EXERCISE AIM: Take the lines from the beginning of the data below through the line holding "Tag each instance of the human" and return exactly those.

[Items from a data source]
++++++

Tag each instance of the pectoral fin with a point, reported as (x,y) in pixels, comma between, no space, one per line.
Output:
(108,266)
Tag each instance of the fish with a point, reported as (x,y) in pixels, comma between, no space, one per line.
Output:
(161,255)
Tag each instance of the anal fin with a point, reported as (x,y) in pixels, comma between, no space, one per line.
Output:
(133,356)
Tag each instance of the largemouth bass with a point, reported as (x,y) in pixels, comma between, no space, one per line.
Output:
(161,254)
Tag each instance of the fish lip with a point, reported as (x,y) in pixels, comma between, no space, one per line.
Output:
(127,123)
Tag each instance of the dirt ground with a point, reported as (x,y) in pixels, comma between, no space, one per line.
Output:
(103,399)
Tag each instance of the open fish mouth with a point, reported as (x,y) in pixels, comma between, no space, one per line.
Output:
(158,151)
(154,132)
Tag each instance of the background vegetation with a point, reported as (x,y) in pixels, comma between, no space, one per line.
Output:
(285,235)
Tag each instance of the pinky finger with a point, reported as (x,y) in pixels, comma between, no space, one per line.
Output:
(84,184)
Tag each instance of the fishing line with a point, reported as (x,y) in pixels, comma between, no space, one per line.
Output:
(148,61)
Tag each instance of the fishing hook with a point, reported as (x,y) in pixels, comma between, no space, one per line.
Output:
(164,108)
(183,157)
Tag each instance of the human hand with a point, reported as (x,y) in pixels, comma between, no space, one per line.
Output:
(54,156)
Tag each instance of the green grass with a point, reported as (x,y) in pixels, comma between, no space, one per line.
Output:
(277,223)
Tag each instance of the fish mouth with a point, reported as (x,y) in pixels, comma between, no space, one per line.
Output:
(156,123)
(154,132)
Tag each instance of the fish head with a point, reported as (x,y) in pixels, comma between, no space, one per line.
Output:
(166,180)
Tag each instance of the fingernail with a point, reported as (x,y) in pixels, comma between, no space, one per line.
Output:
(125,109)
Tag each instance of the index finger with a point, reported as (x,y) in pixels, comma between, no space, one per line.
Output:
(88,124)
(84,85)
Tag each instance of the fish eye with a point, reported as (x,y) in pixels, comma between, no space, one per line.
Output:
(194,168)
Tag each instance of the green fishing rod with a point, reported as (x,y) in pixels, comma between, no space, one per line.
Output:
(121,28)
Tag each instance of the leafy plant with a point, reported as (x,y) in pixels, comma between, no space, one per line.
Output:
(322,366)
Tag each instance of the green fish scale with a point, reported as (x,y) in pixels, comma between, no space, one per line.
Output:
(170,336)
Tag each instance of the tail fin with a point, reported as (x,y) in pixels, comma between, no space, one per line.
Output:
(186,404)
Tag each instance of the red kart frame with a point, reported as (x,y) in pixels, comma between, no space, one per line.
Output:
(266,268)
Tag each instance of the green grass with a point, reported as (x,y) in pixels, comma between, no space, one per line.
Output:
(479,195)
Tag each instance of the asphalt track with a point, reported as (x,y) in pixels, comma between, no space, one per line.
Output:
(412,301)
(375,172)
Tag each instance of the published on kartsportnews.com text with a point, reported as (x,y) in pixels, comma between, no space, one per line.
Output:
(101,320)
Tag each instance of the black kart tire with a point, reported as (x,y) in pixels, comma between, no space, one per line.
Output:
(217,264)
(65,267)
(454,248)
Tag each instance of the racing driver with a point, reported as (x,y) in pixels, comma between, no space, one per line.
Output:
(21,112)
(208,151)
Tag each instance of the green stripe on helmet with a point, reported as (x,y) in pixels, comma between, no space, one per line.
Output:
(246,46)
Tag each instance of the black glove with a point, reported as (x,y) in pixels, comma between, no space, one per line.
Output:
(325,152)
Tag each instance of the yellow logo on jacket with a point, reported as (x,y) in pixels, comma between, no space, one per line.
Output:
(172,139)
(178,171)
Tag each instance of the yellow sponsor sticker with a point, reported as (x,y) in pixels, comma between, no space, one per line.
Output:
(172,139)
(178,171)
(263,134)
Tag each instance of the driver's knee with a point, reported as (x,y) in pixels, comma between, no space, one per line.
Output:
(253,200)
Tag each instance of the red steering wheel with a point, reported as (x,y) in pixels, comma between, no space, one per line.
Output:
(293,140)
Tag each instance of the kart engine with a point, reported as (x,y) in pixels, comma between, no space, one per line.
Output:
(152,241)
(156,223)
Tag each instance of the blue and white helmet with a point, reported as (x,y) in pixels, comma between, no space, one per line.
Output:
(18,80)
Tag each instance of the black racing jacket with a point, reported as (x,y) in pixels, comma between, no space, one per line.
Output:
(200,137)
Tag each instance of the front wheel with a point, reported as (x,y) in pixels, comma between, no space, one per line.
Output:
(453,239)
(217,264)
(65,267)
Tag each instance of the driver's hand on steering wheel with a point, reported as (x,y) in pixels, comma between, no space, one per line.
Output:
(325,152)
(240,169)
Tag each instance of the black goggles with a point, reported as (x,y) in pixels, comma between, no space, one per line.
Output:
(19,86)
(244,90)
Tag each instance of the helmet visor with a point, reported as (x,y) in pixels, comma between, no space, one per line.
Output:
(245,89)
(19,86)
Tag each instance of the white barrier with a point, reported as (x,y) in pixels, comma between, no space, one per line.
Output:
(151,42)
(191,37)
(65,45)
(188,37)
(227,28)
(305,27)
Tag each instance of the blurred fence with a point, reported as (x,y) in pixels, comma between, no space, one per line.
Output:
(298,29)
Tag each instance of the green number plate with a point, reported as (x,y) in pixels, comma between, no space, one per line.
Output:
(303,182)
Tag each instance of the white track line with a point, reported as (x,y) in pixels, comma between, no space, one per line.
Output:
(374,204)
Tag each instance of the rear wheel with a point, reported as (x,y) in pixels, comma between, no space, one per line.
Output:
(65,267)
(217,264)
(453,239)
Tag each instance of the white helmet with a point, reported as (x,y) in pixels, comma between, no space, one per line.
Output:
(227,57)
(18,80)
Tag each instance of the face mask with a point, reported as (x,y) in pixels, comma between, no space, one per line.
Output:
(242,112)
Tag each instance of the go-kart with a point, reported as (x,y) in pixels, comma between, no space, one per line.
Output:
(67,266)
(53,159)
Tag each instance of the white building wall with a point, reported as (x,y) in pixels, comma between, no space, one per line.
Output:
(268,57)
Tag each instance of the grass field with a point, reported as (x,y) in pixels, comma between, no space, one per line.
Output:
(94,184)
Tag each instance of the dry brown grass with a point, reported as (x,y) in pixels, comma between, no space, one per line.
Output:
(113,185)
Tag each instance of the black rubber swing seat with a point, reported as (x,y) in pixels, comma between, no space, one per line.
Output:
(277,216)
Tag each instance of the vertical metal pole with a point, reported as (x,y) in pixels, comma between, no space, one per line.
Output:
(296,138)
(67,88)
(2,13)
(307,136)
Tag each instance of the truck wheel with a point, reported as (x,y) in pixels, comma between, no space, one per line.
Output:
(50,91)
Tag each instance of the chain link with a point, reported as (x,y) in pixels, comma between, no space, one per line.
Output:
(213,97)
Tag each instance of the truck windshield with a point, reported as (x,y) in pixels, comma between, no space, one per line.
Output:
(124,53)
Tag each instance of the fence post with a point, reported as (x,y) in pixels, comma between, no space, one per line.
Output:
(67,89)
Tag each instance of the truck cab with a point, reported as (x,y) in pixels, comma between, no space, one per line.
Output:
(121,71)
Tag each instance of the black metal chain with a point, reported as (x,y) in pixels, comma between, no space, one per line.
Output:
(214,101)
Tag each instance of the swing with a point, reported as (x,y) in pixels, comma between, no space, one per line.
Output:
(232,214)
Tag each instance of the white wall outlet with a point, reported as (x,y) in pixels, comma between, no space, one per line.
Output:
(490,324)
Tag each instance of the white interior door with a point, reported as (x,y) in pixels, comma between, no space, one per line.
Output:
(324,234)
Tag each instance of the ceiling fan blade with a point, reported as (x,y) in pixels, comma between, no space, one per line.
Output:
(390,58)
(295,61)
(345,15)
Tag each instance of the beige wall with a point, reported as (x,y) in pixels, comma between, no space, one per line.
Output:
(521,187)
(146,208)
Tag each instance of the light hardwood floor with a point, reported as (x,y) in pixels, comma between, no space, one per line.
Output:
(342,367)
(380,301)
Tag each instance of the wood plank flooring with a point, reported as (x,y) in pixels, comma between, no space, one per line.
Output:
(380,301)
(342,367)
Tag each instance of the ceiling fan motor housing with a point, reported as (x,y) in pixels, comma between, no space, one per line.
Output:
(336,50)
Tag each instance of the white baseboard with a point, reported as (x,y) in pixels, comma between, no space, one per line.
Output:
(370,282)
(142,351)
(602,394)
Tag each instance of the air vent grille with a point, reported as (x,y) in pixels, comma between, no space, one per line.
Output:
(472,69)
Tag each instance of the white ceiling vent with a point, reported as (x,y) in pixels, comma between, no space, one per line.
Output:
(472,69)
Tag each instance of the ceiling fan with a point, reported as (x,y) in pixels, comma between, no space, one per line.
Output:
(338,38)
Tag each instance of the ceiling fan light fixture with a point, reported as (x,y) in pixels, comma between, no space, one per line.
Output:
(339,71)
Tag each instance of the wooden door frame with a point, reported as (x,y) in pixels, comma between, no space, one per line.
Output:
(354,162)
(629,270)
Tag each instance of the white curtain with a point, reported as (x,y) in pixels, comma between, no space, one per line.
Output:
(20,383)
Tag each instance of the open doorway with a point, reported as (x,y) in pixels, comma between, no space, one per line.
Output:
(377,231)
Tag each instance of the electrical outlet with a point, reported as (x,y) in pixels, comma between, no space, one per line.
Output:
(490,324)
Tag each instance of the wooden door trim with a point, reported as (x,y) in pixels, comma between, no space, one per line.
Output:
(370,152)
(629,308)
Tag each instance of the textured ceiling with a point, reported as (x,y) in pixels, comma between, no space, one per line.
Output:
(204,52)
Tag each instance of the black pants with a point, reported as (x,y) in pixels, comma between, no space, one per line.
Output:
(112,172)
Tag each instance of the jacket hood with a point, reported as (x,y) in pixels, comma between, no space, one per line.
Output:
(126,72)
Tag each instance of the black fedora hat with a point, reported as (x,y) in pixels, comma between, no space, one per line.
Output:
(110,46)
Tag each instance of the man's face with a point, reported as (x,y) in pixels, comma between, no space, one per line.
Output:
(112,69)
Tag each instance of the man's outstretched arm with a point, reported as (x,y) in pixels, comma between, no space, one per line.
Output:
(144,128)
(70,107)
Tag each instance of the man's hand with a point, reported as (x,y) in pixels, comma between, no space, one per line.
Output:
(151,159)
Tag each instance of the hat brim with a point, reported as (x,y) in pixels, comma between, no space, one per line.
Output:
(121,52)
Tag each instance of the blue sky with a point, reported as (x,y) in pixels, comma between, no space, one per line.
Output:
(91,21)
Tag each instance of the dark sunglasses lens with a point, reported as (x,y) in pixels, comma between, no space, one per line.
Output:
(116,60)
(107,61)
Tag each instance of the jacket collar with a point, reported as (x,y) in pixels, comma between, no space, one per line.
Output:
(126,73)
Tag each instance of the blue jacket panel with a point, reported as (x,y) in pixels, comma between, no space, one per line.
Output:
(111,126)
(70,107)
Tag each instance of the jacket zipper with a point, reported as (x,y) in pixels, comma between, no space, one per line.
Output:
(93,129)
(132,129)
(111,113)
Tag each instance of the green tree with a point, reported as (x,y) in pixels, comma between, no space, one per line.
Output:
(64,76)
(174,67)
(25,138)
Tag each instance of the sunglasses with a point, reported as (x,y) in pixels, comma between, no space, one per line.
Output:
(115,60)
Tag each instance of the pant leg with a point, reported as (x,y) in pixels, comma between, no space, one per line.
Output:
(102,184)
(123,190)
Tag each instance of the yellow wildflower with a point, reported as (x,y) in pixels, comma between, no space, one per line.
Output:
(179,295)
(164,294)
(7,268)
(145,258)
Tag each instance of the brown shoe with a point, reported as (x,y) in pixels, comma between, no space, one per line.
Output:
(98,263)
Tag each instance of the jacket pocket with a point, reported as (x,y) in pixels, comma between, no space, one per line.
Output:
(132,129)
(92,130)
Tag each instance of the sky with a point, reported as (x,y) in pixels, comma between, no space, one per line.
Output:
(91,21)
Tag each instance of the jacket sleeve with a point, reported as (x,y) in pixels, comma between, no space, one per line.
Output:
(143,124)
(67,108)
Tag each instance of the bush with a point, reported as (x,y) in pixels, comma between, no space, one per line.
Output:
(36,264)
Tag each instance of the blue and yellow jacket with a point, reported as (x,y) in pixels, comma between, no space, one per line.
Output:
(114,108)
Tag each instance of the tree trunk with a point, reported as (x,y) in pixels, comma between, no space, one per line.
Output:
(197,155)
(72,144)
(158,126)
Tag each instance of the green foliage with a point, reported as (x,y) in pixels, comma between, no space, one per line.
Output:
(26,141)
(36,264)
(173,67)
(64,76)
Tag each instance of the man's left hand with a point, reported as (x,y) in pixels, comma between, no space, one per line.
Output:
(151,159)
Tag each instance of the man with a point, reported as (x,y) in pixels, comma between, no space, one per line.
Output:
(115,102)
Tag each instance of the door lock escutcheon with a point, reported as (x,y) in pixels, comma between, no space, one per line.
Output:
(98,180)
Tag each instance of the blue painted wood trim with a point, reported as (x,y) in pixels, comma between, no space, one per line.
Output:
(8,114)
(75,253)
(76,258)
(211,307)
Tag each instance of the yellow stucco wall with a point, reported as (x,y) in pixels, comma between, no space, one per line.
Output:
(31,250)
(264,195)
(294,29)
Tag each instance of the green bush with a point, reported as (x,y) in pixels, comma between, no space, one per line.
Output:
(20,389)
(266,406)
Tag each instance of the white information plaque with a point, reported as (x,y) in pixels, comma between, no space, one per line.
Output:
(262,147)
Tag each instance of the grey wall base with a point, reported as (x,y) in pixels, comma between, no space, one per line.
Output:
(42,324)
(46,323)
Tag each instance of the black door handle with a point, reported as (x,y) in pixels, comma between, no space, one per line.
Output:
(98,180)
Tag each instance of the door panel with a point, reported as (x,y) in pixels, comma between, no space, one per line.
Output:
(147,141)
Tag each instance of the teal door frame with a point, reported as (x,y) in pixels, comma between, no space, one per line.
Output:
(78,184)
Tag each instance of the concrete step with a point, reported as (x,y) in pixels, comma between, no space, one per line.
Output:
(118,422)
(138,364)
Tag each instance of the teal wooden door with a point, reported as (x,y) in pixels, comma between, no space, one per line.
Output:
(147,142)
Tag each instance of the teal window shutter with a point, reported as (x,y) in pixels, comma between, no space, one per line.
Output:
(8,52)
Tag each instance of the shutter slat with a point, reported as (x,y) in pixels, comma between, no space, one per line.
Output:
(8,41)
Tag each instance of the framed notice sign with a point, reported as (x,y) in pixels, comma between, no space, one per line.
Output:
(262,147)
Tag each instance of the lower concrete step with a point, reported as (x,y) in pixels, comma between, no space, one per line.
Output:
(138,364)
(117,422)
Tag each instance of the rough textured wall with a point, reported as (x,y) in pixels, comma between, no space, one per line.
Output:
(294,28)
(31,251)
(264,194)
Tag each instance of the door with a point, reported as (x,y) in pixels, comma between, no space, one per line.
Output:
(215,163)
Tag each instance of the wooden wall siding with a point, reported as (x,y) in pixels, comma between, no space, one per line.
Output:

++++++

COMPLETED TASK:
Tag each instance of the pectoral fin with a point, reported as (x,y) in pixels, comma between, no space, one per line.
Output:
(108,266)
Tag each instance of the fish with a point, reported as (x,y) in pixels, comma between, no space, one per line.
Output:
(161,255)
Tag each instance of the anal fin with a point, reported as (x,y) in pixels, comma between, no space, one per line.
Output:
(133,356)
Tag each instance of the largemouth bass with a point, reported as (x,y) in pixels, comma between, no space, one per line.
Output:
(161,254)
Tag each instance of the fish lip with a point, reported as (x,y) in pixels, comma between, no space, one per line.
Output:
(127,123)
Tag each instance of the dirt ground with a point, reported as (x,y) in pixels, comma between, no space, one per line.
Output:
(103,399)
Tag each instance of the open fish mouth with a point, reported as (x,y) in pixels, comma between, no space, one per line.
Output:
(158,151)
(154,132)
Tag each instance of the background vegetation with a point, reported as (x,y) in pixels, comma between, no space, one per line.
Output:
(285,235)
Tag each instance of the pinky finger with a point, reported as (x,y) in pixels, comma between, no space, one per line.
Output:
(84,184)
Tag each instance of the fishing line with a point, reported as (x,y) in pixels, comma between, no space, one per line.
Output:
(148,61)
Tag each instance of the fishing hook with a point, reported as (x,y) in pixels, comma between, no space, one per line.
Output:
(164,108)
(183,157)
Tag each instance of the human hand with a point, reported as (x,y) in pixels, comma between, no space, one per line.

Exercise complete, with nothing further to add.